Repeat the entries in full. Each line must match exactly.

INFORMATION PROVIDED section start

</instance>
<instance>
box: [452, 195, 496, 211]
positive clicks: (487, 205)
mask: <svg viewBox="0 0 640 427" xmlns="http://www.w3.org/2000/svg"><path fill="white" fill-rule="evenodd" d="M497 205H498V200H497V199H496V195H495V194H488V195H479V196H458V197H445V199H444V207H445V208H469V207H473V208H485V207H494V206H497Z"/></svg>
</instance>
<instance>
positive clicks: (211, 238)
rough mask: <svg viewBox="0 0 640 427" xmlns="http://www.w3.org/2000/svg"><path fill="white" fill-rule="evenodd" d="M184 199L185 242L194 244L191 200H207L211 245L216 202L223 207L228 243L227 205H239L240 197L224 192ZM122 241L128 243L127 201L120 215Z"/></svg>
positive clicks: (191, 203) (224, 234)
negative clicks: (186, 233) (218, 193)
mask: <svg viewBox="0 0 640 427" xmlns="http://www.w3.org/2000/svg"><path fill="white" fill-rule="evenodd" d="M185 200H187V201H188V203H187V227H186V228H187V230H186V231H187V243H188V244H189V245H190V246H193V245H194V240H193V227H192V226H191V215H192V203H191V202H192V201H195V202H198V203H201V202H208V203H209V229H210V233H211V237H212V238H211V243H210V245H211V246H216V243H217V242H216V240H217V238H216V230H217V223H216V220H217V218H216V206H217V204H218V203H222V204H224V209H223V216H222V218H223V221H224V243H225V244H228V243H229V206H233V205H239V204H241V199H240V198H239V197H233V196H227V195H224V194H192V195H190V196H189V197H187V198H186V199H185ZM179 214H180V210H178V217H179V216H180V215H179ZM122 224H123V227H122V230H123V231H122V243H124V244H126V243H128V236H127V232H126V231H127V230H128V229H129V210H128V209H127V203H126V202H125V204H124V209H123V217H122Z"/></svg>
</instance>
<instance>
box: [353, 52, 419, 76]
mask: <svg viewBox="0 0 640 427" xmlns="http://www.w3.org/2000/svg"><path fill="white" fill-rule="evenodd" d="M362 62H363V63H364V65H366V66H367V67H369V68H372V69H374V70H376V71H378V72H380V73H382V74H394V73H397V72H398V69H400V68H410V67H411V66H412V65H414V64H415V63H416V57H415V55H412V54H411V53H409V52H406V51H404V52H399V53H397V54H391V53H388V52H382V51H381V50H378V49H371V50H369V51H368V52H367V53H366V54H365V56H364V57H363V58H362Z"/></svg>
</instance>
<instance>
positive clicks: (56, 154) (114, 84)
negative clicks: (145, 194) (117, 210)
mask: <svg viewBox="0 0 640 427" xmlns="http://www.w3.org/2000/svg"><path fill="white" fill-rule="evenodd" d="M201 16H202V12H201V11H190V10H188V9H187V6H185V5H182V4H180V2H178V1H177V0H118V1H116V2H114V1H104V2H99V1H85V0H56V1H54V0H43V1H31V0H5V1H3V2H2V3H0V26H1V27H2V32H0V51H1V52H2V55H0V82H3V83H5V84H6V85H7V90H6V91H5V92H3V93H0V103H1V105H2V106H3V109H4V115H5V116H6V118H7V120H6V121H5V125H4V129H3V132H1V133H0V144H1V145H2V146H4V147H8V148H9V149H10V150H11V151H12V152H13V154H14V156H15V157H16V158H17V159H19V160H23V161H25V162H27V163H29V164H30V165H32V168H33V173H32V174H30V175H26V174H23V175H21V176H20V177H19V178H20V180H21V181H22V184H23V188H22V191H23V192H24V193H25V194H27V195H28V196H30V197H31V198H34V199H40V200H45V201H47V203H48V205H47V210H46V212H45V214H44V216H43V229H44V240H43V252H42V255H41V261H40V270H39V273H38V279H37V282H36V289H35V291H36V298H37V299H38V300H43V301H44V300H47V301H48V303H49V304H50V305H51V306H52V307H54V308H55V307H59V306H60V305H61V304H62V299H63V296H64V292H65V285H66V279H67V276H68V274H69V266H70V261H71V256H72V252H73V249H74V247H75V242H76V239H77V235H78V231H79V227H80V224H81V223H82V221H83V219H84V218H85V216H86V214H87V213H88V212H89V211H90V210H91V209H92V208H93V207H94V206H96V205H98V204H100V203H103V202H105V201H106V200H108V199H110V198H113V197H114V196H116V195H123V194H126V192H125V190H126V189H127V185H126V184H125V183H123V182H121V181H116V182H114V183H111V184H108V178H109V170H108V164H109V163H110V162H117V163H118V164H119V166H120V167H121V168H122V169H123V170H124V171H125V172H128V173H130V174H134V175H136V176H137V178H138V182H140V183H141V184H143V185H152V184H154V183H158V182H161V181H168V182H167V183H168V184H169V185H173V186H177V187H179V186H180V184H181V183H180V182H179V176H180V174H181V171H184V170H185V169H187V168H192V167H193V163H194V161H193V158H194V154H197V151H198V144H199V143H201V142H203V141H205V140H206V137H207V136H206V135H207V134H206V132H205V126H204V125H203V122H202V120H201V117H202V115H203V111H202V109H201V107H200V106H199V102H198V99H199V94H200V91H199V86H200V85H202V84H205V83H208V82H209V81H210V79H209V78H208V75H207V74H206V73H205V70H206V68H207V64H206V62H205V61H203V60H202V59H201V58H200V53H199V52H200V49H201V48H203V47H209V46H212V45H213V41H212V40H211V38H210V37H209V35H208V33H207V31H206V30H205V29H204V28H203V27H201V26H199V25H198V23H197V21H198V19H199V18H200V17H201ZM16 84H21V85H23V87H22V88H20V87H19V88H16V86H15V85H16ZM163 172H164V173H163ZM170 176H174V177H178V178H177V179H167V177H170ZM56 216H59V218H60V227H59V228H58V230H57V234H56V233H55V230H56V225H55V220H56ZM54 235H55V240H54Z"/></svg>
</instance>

INFORMATION PROVIDED section end

§ RESULT OF THE EXERCISE
</instance>
<instance>
box: [452, 195, 496, 211]
positive clicks: (487, 205)
mask: <svg viewBox="0 0 640 427" xmlns="http://www.w3.org/2000/svg"><path fill="white" fill-rule="evenodd" d="M497 205H498V200H497V199H496V195H495V194H488V195H479V196H458V197H445V199H444V207H445V208H469V207H473V208H485V207H494V206H497Z"/></svg>
</instance>
<instance>
positive clicks: (211, 238)
rough mask: <svg viewBox="0 0 640 427" xmlns="http://www.w3.org/2000/svg"><path fill="white" fill-rule="evenodd" d="M184 199L185 242L194 244L191 200H207L211 245L216 202L223 207L228 243L227 205H239L240 197L224 192ZM122 241L128 243L127 201L120 215Z"/></svg>
positive clicks: (191, 203) (224, 234)
negative clicks: (186, 233) (218, 193)
mask: <svg viewBox="0 0 640 427" xmlns="http://www.w3.org/2000/svg"><path fill="white" fill-rule="evenodd" d="M185 200H187V201H188V203H187V227H186V228H187V230H186V231H187V243H188V244H189V245H190V246H193V245H194V240H193V227H192V226H191V215H192V203H191V202H192V201H195V202H198V203H201V202H208V203H209V229H210V233H211V237H212V238H211V243H210V245H211V246H216V243H217V242H216V240H217V238H216V230H217V223H216V220H217V218H216V206H217V204H218V203H222V204H224V209H223V216H222V218H223V221H224V243H225V244H228V243H229V206H233V205H239V204H241V199H240V198H239V197H233V196H227V195H224V194H192V195H190V196H189V197H187V198H186V199H185ZM179 214H180V210H178V217H179V216H180V215H179ZM122 224H123V227H122V230H123V231H122V243H124V244H126V243H128V236H127V232H126V231H127V230H128V229H129V210H128V209H127V203H126V202H125V204H124V209H123V217H122Z"/></svg>
</instance>
<instance>
box: [353, 52, 419, 76]
mask: <svg viewBox="0 0 640 427" xmlns="http://www.w3.org/2000/svg"><path fill="white" fill-rule="evenodd" d="M362 62H363V63H364V65H366V66H367V67H369V68H372V69H374V70H376V71H378V72H380V73H382V74H394V73H397V72H398V69H400V68H410V67H411V66H412V65H414V64H415V63H416V57H415V55H412V54H411V53H409V52H406V51H404V52H399V53H397V54H391V53H388V52H382V51H381V50H378V49H371V50H369V51H368V52H367V53H366V54H365V56H364V57H363V58H362Z"/></svg>
</instance>
<instance>
positive clicks: (56, 154) (114, 84)
negative clicks: (145, 194) (117, 210)
mask: <svg viewBox="0 0 640 427" xmlns="http://www.w3.org/2000/svg"><path fill="white" fill-rule="evenodd" d="M201 16H202V12H201V11H190V10H188V9H187V6H185V5H182V4H180V2H178V1H177V0H118V1H116V2H114V1H104V2H99V1H85V0H56V1H54V0H43V1H31V0H5V1H3V2H2V3H0V26H1V27H2V32H0V51H1V52H2V55H0V82H3V83H5V84H6V85H7V90H6V91H5V92H3V93H0V103H1V105H2V106H3V109H4V115H5V116H6V118H7V120H6V121H5V125H4V129H3V132H1V133H0V144H1V145H2V146H4V147H8V148H9V149H10V150H11V151H12V152H13V154H14V156H15V157H16V158H17V159H19V160H23V161H25V162H27V163H29V164H30V165H32V168H33V173H32V174H30V175H26V174H23V175H21V176H20V177H19V178H20V180H21V181H22V184H23V188H22V191H23V192H24V193H25V194H27V195H28V196H30V197H31V198H34V199H40V200H45V201H47V203H48V205H47V210H46V212H45V214H44V216H43V229H44V240H43V252H42V255H41V261H40V270H39V273H38V279H37V282H36V289H35V291H36V298H37V299H38V300H43V301H44V300H47V301H48V303H49V304H50V305H51V306H52V307H54V308H55V307H59V306H60V305H61V304H62V299H63V296H64V292H65V285H66V279H67V276H68V274H69V266H70V261H71V256H72V252H73V249H74V247H75V242H76V239H77V235H78V231H79V227H80V224H81V223H82V221H83V219H84V218H85V216H86V214H87V213H88V212H89V211H90V210H91V209H92V208H93V207H94V206H96V205H98V204H100V203H103V202H105V201H106V200H108V199H110V198H113V197H114V196H116V195H123V194H126V192H125V190H126V189H127V185H126V184H125V183H123V182H121V181H116V182H114V183H111V184H108V178H109V170H108V164H109V163H110V162H117V163H118V164H119V166H120V167H121V168H122V169H123V170H124V171H125V172H128V173H130V174H134V175H136V176H137V178H138V182H140V183H141V184H143V185H152V184H154V183H158V182H161V181H168V182H167V183H168V184H169V185H173V186H177V187H179V186H180V184H181V183H180V182H179V176H180V174H181V171H184V170H185V169H187V168H192V167H193V163H194V161H193V158H194V154H197V151H198V144H199V143H201V142H203V141H205V140H206V137H207V136H206V135H207V134H206V132H205V126H204V125H203V122H202V120H201V117H202V115H203V111H202V109H201V107H200V106H199V102H198V99H199V94H200V91H199V86H200V85H202V84H205V83H208V82H209V81H210V79H209V78H208V75H207V74H206V73H205V70H206V68H207V64H206V62H205V61H203V60H202V59H201V58H200V53H199V52H200V49H201V48H203V47H209V46H212V45H213V41H212V40H211V38H210V37H209V35H208V33H207V31H206V30H205V29H204V28H203V27H201V26H199V25H198V23H197V21H198V19H199V18H200V17H201ZM16 84H21V85H23V87H22V88H20V87H19V88H16V86H15V85H16ZM163 172H164V173H163ZM170 176H174V177H178V178H177V179H167V177H170ZM56 216H59V218H60V227H59V228H58V230H57V234H56V233H55V230H56V225H55V220H56ZM54 235H55V240H54Z"/></svg>
</instance>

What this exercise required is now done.